── Supplied records

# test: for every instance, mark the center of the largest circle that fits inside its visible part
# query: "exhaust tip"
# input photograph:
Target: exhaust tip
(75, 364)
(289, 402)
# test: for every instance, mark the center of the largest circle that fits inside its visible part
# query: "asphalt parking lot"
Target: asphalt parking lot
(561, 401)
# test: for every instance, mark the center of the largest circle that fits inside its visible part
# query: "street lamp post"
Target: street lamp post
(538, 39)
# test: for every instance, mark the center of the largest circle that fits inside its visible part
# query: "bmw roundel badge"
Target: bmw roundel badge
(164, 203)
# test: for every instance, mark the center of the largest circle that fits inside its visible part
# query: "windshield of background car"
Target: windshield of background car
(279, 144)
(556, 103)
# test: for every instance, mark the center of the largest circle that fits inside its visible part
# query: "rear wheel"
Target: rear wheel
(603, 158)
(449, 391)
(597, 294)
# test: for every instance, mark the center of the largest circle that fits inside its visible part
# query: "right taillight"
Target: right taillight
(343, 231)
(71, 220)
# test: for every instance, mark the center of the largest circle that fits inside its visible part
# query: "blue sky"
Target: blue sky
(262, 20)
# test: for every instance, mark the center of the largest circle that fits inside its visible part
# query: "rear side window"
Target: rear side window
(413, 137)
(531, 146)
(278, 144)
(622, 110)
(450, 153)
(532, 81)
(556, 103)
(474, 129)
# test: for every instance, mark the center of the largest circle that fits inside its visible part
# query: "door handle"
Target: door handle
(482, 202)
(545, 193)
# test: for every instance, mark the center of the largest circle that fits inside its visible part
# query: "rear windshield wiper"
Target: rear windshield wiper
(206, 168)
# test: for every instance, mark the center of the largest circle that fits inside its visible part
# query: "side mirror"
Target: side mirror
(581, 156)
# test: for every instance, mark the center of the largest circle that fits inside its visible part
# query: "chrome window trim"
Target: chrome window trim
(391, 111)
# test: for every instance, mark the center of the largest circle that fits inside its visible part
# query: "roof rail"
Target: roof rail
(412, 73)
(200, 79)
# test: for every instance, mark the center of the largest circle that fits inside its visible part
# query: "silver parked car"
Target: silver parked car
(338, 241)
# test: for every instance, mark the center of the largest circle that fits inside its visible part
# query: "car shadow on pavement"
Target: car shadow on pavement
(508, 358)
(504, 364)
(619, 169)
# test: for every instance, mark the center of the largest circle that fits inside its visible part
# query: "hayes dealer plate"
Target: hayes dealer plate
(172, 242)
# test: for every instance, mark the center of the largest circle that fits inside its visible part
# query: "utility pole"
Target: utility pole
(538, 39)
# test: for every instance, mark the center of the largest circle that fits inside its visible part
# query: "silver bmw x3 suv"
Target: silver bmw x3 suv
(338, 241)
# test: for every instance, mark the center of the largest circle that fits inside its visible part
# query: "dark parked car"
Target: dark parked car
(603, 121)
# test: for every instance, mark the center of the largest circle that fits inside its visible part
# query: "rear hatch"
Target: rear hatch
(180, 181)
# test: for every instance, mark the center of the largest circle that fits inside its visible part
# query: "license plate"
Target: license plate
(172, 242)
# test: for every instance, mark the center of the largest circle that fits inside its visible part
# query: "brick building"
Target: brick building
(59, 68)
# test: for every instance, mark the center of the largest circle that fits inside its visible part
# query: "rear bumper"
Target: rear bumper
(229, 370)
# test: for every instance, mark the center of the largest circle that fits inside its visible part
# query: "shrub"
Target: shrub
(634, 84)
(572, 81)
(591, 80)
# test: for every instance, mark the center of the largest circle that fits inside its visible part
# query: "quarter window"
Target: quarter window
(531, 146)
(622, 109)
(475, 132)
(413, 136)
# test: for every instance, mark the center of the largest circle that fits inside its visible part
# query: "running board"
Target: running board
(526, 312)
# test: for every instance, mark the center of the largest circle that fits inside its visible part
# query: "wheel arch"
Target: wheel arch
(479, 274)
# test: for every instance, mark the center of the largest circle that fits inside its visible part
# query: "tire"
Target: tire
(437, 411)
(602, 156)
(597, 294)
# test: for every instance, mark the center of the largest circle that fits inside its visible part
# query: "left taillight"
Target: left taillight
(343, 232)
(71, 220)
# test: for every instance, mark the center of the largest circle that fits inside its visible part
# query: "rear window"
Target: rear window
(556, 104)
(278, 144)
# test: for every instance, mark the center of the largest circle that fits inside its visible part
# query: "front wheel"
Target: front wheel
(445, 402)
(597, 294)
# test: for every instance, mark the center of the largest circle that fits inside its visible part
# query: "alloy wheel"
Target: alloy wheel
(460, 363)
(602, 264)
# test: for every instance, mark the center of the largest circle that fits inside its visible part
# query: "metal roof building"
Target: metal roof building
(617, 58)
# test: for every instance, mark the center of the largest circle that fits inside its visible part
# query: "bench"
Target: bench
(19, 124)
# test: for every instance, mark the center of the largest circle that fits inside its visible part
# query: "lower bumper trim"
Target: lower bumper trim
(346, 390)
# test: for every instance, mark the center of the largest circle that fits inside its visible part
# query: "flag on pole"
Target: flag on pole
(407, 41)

────

Work required
Copy out every record above once more, precisely as written.

Task answer
# test: for every instance, mark the center of the largest circle that fits inside its visible part
# query: "exhaust tip"
# input photograph:
Target: exhaust tip
(75, 364)
(289, 402)
# test: for every instance, mark the center of the largest circle that fits inside its visible part
# query: "asphalt parking lot"
Target: asphalt parking lot
(561, 401)
# test: for every instance, mark the center of the largest circle that fits inside its visible part
# query: "street lamp post"
Target: street lamp post
(538, 39)
# test: for every instance, mark the center of the largest circle that fits inside its visible part
# query: "bmw roundel badge"
Target: bmw roundel badge
(164, 203)
# test: for every instance, mark the center of the largest circle that fits inside its visible part
# query: "windshield of background car"
Target: windshield of background car
(279, 144)
(556, 103)
# test: for every instance, mark the center of the largest circle that fits inside its visible part
# query: "rear wheel"
Target: rear wheel
(603, 158)
(449, 391)
(597, 294)
# test: for every instance, mark the center of the largest circle that fits inside its visible part
# query: "right taillight"
Target: right taillight
(343, 231)
(71, 220)
# test: for every instance, mark the center of the largest circle that fits inside its visible part
# query: "blue sky"
Target: blue sky
(262, 20)
# test: for every instance, mark the center of the largest circle that fits inside its visible part
# query: "rear side window"
Target: rear side window
(413, 137)
(531, 146)
(278, 144)
(622, 110)
(450, 153)
(532, 81)
(556, 103)
(474, 129)
# test: for every instance, mark the center of the largest circle that fits inside its visible part
# query: "door handle"
Target: door handle
(482, 202)
(545, 193)
# test: for every instance, mark the center of the largest circle that fits inside its visible part
# query: "rear windshield wiper"
Target: rear windshield wiper
(206, 168)
# test: for every instance, mark the center of the largest circle that fits inside its visible part
# query: "side mirror"
Target: side mirror
(581, 156)
# test: for every instance, mark the center of the largest circle that fits inside its visible part
# query: "chrome window trim"
Target: chrome window trim
(391, 111)
# test: for every instance, mark the center of the largest circle that fits inside its visible part
# query: "roof rail"
Target: roof rail
(412, 73)
(200, 79)
# test: for every instance, mark the center of the largest circle that fits inside its visible part
# query: "silver parked car"
Target: silver parked car
(338, 241)
# test: for every instance, mark the center of the largest circle that fits inside its visible part
# query: "car shadow on pavement"
Target: car shadow on pavement
(508, 358)
(504, 364)
(619, 169)
# test: for every instance, mark the center of the largest circle that fits inside its visible part
# query: "hayes dealer plate"
Target: hayes dealer plate
(172, 242)
# test: for every instance, mark the center of the largest circle that fits inside its visible part
# query: "utility pole"
Target: utility pole
(538, 39)
# test: for every instance, mark the center of the largest circle that fits inside its visible part
# query: "silver bmw x3 suv"
Target: silver bmw x3 suv
(338, 241)
# test: for every instance, mark the center of the largest circle that fits inside its visible part
# query: "dark parked car"
Target: dark parked car
(603, 121)
# test: for every instance, mark the center of the largest circle that fits inside its visible part
# query: "rear hatch"
Target: rear hatch
(180, 181)
# test: for every instance, mark the center of the largest circle that fits inside its visible part
# query: "license plate"
Target: license plate
(172, 242)
# test: for every instance, mark the center of the largest circle that fits inside its visible part
# query: "brick building"
Target: brick building
(59, 68)
# test: for every instance, mark the center of the largest circle that fits inside its visible part
# query: "rear bumper"
Target: rear bumper
(229, 370)
# test: for every instance, mark the center of the largest circle that fits inside its visible part
# query: "shrub"
Target: shrub
(634, 84)
(572, 81)
(591, 80)
# test: for every instance, mark the center of the largest circle that fits inside its visible part
# query: "quarter window"
Target: quarter window
(531, 146)
(622, 109)
(475, 132)
(413, 136)
# test: for every instance, mark the center of the largest circle that fits inside its visible part
# query: "running board"
Target: running board
(526, 312)
# test: for every instance, mark the center of the largest circle that fits inside its visible part
# query: "wheel arch"
Target: wheel arch
(479, 274)
# test: for every instance, mark the center of the largest circle that fits inside its visible part
# query: "tire"
Target: tire
(437, 411)
(602, 156)
(597, 294)
# test: for every instance, mark the center of the largest circle that fits inside its visible part
# query: "left taillight"
Target: left taillight
(343, 232)
(71, 220)
# test: for every instance, mark the center of the largest circle that fits inside its visible part
# query: "rear window"
Target: rear window
(556, 104)
(278, 144)
# test: for every instance, mark the center of the largest circle that fits inside its visible part
# query: "front wheel"
Target: front wheel
(445, 402)
(597, 294)
# test: for every instance, mark the center of the largest circle that fits inside its visible part
# query: "alloy wheel"
Target: alloy wheel
(460, 363)
(602, 264)
# test: for every instance, mark the center of the largest circle that fits inside its visible part
# query: "metal roof building"
Target: metal roof building
(617, 58)
# test: for every instance, mark the center of the largest circle that fits inside its visible part
# query: "bench"
Target: bench
(19, 124)
# test: for every instance, mark the center of the largest circle that fits inside its visible part
# query: "lower bumper trim"
Target: lower bumper trim
(346, 390)
# test: for every instance, mark the center of the largest circle that fits inside its visible part
# query: "flag on pole"
Target: flag on pole
(407, 41)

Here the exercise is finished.